[DATA FOR REVIEW Boundary: Start]

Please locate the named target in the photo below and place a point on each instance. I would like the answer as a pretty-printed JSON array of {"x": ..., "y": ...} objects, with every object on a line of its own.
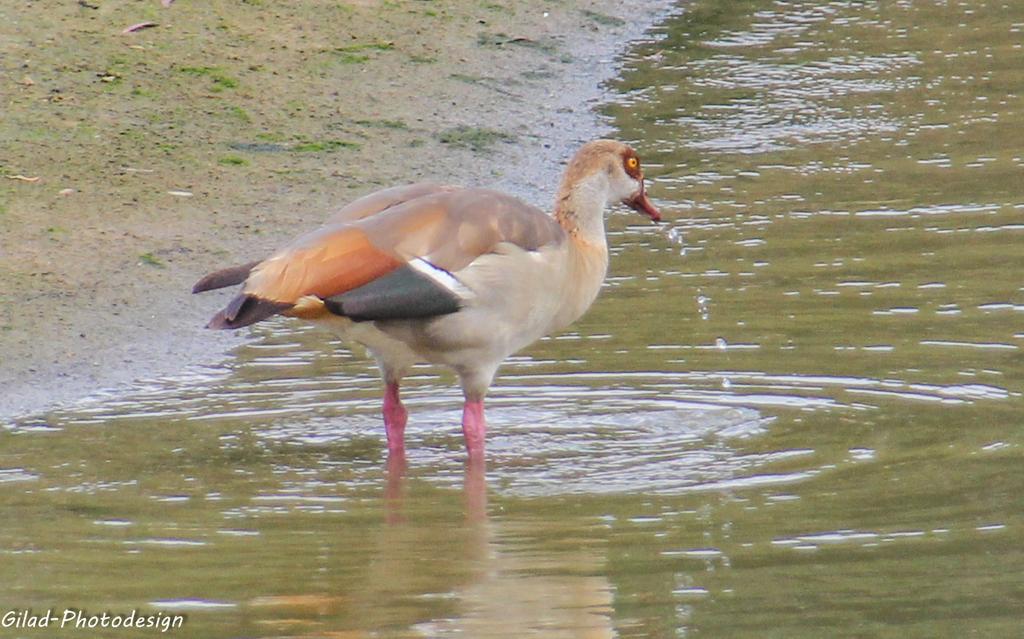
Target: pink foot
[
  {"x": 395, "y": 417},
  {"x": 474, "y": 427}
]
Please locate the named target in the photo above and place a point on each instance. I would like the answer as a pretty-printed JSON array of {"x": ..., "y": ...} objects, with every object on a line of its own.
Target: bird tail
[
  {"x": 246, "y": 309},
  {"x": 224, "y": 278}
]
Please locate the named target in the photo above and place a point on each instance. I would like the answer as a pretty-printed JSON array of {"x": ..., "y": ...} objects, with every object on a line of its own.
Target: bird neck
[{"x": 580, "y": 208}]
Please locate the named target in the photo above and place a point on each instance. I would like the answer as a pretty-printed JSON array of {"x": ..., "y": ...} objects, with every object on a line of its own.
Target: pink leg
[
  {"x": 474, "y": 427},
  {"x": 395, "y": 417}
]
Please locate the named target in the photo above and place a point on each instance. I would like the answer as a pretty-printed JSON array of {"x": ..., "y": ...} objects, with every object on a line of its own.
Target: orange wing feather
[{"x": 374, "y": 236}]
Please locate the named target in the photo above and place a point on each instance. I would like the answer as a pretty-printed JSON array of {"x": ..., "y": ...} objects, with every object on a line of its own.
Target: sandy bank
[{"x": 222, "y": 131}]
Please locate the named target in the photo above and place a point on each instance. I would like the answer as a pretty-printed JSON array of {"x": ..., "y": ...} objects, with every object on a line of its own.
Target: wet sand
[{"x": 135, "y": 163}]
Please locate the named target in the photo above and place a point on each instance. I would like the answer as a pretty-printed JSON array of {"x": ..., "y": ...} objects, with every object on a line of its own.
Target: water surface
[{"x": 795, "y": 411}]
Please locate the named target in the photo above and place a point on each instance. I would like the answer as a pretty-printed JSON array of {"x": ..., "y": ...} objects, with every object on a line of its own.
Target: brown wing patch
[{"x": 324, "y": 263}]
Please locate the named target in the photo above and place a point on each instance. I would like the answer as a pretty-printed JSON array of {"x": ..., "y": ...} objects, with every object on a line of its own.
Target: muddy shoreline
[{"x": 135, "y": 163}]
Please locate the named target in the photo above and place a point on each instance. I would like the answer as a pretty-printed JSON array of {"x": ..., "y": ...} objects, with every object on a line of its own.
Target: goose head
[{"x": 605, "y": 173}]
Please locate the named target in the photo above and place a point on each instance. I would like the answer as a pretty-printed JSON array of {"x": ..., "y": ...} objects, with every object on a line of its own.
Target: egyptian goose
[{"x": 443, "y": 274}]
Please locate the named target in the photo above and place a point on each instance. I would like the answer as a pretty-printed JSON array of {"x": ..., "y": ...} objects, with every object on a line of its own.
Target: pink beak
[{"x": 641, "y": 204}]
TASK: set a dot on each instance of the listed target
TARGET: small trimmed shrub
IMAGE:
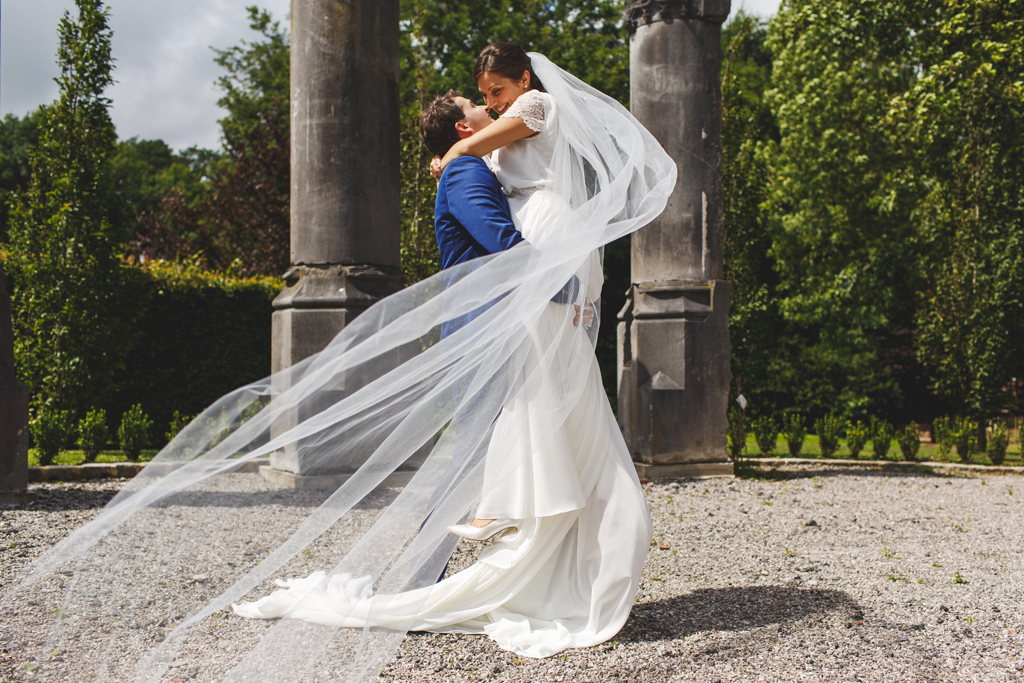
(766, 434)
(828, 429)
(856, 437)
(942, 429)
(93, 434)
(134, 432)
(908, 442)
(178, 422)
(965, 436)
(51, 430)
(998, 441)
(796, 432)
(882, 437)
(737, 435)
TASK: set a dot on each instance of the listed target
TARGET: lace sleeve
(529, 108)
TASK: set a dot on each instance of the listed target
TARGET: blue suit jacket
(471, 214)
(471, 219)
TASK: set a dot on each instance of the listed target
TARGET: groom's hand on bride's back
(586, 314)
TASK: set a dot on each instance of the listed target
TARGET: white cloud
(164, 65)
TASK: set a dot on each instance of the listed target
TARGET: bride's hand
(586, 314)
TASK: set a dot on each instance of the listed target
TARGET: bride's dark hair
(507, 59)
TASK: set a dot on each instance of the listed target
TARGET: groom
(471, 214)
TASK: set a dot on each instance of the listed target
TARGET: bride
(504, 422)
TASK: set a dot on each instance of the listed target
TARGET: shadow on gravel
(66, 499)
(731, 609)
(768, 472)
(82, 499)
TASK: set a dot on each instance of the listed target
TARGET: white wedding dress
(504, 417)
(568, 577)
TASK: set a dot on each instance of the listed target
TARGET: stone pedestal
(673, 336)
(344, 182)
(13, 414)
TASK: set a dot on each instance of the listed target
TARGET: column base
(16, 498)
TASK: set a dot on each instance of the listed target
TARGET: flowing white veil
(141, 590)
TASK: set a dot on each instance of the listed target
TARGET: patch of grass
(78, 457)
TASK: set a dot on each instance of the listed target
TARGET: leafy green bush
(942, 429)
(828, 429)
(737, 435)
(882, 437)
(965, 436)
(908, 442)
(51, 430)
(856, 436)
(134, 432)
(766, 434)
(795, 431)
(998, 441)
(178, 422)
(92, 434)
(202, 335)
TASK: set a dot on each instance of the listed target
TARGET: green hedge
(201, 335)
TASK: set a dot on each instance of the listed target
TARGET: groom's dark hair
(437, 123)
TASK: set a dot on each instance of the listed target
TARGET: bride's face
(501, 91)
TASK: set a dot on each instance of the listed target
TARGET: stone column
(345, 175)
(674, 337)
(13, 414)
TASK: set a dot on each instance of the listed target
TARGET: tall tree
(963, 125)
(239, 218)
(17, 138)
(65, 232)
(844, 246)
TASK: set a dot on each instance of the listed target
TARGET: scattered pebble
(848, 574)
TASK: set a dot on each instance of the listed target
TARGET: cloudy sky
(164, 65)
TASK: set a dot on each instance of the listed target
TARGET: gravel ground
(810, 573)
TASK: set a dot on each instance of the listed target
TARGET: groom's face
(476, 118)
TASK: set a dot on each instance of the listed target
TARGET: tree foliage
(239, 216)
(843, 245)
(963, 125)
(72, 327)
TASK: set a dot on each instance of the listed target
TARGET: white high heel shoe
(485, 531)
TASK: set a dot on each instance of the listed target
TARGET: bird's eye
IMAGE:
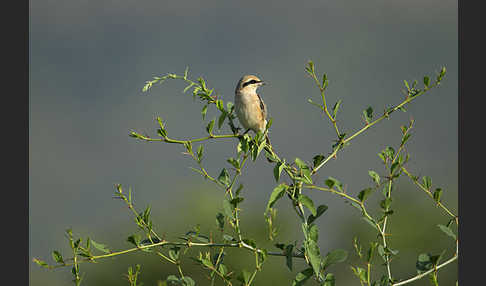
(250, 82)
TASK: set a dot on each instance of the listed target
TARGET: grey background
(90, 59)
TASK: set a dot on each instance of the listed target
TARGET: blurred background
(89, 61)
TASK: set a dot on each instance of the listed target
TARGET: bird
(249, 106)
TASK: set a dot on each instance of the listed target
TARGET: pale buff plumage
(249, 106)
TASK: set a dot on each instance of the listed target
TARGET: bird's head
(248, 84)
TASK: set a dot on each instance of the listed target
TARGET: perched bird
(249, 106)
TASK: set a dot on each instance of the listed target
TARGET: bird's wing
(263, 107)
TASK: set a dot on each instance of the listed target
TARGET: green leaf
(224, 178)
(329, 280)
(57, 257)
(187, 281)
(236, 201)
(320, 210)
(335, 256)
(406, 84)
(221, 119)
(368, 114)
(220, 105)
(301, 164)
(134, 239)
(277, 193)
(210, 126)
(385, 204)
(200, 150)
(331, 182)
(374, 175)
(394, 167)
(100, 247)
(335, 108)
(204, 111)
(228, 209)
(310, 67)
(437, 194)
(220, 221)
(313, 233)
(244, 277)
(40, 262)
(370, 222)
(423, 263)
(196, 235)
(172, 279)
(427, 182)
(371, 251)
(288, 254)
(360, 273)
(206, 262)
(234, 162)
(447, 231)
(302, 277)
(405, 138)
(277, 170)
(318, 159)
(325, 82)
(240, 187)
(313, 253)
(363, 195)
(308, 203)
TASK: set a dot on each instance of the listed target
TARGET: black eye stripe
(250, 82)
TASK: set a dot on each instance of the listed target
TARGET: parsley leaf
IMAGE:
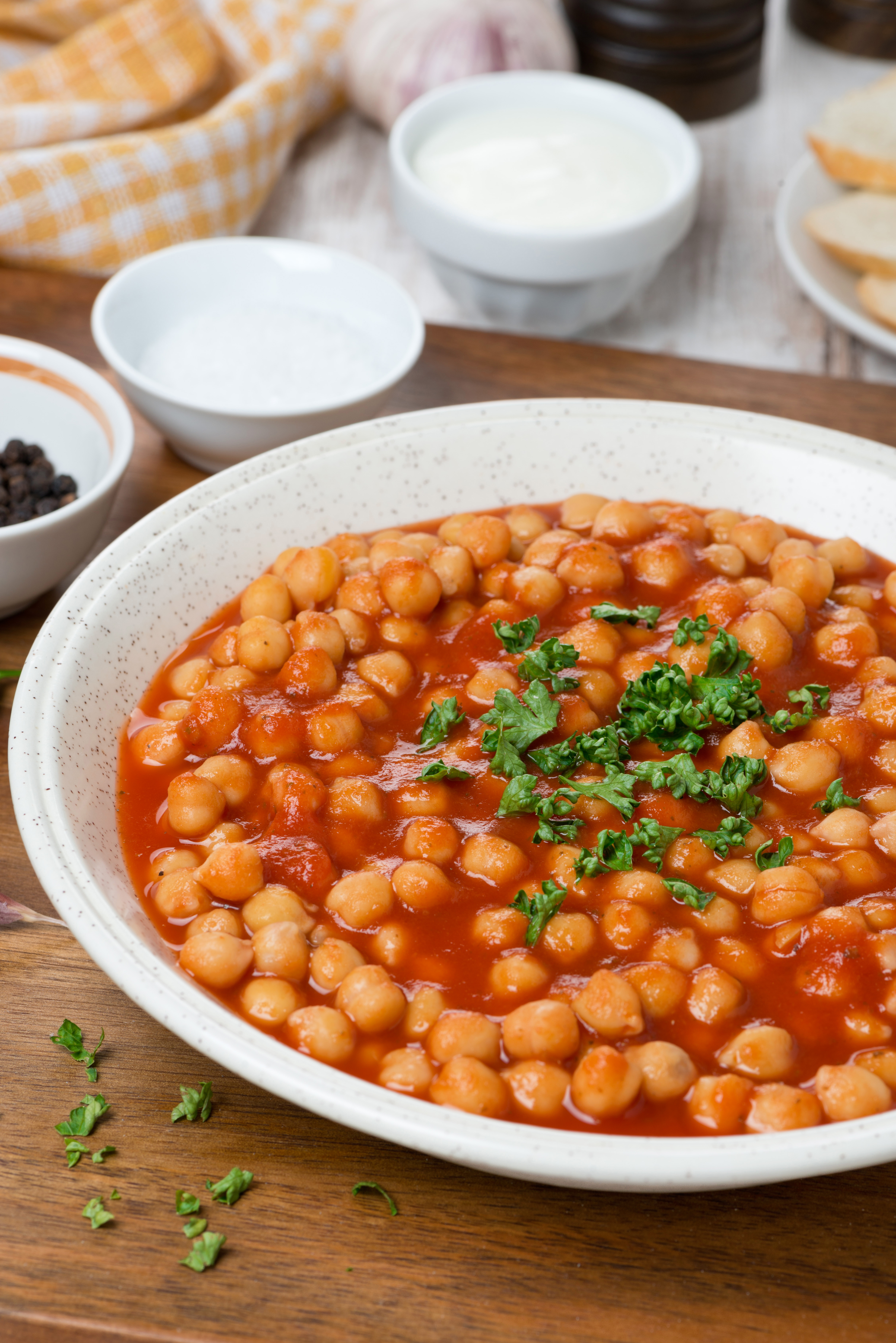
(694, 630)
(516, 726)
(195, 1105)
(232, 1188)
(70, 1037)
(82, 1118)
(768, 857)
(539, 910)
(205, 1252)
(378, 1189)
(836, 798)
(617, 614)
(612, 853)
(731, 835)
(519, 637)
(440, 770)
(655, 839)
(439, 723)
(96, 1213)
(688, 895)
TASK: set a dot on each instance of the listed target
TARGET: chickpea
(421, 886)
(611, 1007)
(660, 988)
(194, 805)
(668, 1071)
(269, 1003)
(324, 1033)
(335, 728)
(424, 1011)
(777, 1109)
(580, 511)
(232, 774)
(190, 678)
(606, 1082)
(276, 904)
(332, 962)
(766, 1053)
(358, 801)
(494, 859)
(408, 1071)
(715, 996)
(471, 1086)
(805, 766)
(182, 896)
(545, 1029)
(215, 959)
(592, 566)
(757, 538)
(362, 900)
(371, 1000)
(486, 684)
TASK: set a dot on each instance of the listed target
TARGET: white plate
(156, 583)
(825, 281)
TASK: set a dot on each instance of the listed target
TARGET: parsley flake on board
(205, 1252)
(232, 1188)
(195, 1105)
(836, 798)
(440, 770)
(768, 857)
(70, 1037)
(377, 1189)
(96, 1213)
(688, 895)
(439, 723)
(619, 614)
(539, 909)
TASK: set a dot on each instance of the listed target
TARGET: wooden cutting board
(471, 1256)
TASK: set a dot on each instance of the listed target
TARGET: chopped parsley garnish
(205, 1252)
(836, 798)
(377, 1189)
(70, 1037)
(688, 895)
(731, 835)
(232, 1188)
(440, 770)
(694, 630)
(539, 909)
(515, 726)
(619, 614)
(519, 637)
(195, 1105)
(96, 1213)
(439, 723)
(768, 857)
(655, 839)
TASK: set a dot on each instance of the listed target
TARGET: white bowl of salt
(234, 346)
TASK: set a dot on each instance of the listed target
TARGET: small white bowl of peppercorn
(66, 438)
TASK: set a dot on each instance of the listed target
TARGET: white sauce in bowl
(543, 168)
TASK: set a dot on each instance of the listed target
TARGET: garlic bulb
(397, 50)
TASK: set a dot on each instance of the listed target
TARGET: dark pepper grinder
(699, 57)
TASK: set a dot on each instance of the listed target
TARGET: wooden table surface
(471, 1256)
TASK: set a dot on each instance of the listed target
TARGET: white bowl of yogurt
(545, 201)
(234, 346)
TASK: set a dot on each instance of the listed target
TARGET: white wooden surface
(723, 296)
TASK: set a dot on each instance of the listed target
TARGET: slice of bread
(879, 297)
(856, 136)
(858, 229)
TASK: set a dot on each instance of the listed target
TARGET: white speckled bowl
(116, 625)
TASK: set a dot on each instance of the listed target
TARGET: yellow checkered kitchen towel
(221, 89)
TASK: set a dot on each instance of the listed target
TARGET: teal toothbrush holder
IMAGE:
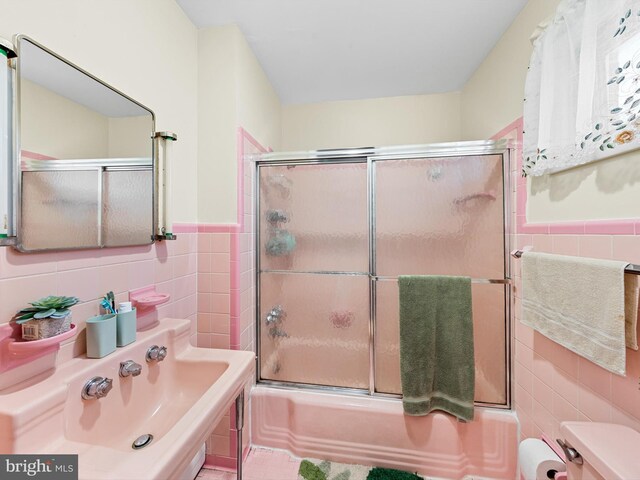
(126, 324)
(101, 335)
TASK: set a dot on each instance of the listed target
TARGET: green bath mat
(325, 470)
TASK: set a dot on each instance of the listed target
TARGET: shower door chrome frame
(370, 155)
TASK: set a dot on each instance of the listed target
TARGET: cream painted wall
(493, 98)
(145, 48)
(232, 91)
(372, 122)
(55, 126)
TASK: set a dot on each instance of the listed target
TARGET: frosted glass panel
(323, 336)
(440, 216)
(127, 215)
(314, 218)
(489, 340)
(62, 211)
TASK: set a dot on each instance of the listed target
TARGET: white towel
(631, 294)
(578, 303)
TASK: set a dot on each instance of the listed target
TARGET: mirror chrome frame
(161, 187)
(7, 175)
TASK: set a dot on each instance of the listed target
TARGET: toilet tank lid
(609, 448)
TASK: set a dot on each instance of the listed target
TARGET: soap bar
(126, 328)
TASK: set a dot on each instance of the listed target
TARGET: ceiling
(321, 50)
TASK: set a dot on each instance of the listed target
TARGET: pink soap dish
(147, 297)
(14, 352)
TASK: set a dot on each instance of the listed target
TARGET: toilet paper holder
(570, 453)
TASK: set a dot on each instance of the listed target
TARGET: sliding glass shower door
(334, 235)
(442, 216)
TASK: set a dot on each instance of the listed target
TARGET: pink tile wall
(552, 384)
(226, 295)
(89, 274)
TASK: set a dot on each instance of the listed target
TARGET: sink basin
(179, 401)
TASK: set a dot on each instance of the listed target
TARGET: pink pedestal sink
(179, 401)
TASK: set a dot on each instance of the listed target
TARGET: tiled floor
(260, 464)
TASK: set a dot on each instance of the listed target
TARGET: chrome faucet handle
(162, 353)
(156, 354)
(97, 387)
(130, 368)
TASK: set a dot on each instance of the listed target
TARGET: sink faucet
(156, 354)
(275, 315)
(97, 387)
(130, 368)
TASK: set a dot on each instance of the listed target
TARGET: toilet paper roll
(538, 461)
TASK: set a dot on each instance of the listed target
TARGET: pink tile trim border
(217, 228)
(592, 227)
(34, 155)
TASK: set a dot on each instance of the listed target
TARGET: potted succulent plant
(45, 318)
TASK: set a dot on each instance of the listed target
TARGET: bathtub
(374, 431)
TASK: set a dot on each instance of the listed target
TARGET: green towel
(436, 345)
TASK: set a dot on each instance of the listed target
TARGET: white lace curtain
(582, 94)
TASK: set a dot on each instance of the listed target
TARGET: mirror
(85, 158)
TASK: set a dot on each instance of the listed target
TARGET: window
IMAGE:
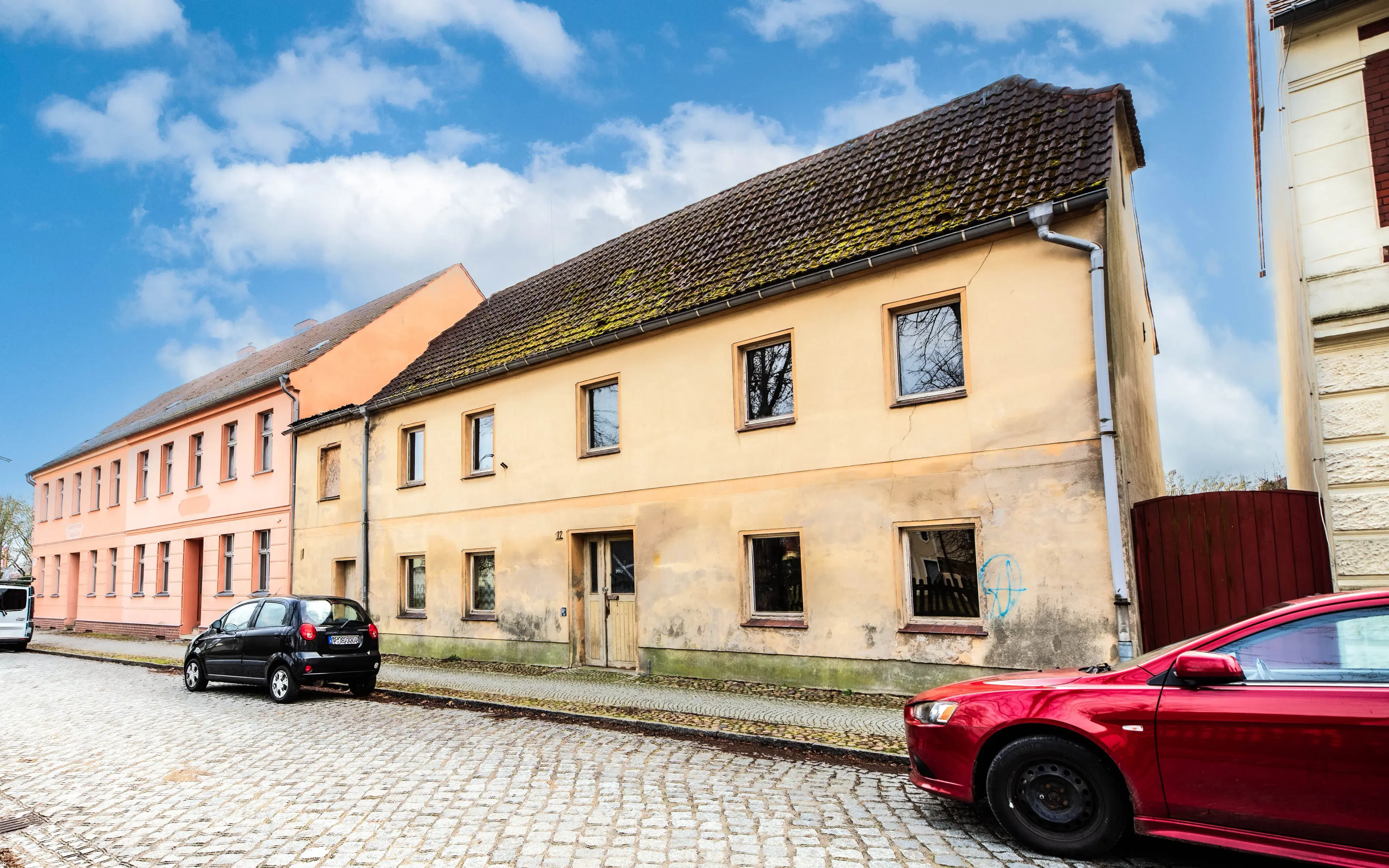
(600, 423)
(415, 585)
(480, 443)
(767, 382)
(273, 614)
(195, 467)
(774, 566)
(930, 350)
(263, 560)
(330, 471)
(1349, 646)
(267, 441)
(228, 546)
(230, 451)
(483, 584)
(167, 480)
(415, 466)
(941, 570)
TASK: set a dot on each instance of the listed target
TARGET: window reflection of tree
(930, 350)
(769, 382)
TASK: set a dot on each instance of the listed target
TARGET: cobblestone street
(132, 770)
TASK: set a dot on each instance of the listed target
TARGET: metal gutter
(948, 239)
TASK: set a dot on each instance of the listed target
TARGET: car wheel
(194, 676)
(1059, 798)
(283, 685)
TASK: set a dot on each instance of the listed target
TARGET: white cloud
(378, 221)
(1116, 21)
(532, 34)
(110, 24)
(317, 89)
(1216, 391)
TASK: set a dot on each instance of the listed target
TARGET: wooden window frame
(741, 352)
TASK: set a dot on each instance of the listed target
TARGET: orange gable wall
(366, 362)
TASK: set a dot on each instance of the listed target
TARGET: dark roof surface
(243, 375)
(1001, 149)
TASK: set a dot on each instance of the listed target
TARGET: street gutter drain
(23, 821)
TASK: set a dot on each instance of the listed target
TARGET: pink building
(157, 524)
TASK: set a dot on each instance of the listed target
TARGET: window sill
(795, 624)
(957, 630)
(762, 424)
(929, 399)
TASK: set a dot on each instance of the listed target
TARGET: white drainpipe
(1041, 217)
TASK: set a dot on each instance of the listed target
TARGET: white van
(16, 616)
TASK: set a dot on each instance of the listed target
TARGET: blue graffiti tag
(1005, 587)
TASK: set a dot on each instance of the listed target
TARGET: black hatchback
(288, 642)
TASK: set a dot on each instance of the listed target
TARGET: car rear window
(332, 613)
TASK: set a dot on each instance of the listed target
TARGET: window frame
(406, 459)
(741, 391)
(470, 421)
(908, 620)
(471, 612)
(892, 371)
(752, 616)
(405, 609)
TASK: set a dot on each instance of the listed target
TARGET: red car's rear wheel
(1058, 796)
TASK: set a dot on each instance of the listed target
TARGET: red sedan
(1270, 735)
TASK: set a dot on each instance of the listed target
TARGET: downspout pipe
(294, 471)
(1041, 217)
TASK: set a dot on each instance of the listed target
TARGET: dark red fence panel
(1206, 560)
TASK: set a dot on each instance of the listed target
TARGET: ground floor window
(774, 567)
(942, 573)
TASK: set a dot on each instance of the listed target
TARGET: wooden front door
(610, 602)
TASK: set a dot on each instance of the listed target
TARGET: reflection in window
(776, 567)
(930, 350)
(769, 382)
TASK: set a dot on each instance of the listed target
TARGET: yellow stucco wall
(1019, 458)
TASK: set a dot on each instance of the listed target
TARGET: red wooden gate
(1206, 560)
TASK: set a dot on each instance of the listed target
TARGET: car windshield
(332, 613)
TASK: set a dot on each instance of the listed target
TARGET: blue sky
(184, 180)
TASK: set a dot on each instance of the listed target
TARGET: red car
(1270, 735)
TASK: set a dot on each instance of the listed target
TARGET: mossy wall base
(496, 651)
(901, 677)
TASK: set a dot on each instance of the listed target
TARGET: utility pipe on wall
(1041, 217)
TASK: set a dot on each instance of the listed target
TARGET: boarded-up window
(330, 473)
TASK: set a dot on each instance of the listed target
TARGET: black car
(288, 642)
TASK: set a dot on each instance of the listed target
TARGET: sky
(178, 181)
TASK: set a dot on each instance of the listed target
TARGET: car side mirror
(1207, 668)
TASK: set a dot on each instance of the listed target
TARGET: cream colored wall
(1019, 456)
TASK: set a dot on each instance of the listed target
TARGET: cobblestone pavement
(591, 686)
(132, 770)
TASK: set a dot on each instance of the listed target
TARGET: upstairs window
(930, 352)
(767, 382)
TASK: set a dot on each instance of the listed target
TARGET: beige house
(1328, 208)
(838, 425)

[DATA FOR REVIEW Boundary: End]

YOUR OBJECTIVE
Beginning with the line that holds "TARGET: cobblestone pavement", please return every line through the end of the data, exactly as written.

REPLY TO THE TASK
TARGET: cobblestone pavement
(591, 686)
(132, 770)
TASK: set a dot on each instance of the listed target
TARGET: upstairs window
(930, 352)
(767, 382)
TASK: set a dot on each instance of the listed target
TARGET: beige house
(1328, 208)
(838, 425)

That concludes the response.